Scan the entries for the word "nose" and return every line that has it.
Top of AVAILABLE RECORDS
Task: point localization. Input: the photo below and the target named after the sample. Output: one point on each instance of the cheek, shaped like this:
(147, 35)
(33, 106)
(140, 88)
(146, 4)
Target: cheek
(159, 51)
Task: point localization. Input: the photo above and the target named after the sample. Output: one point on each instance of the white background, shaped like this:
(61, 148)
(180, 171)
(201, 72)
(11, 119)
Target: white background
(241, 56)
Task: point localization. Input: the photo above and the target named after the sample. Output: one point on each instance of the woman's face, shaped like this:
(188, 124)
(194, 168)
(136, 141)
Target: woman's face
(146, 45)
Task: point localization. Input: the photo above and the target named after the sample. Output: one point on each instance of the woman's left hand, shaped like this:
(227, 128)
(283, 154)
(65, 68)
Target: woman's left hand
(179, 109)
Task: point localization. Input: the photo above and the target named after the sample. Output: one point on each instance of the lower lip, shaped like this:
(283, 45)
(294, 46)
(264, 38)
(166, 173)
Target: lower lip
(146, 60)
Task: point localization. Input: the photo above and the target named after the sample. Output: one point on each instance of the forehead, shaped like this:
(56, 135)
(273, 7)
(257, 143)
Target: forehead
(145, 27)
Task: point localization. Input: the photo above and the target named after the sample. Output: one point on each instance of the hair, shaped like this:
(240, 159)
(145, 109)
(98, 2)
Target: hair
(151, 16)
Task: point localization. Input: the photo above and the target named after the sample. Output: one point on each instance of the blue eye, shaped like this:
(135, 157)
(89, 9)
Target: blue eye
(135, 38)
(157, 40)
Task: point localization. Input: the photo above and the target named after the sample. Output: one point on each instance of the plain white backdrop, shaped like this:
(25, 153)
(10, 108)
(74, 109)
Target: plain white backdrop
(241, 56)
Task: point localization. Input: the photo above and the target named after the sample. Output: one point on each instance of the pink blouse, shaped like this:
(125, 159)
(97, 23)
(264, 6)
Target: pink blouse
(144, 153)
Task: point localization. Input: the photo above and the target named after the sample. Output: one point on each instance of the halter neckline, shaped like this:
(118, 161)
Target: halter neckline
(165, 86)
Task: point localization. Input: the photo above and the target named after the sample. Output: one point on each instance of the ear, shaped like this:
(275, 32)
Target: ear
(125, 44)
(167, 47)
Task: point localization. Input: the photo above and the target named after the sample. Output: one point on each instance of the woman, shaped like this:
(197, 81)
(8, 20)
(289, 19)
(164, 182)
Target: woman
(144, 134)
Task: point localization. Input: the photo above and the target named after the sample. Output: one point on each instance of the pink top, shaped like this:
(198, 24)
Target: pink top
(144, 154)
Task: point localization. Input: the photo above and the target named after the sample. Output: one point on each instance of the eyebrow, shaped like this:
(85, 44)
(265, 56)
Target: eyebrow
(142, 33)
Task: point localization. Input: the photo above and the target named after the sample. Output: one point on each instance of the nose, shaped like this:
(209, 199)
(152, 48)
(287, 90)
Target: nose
Bottom of AVAILABLE RECORDS
■ **SOLUTION BELOW**
Task: point localization. Input: the photo above and the target named after the sample. Output: one point on each instance of the nose, shaped like this:
Target: nose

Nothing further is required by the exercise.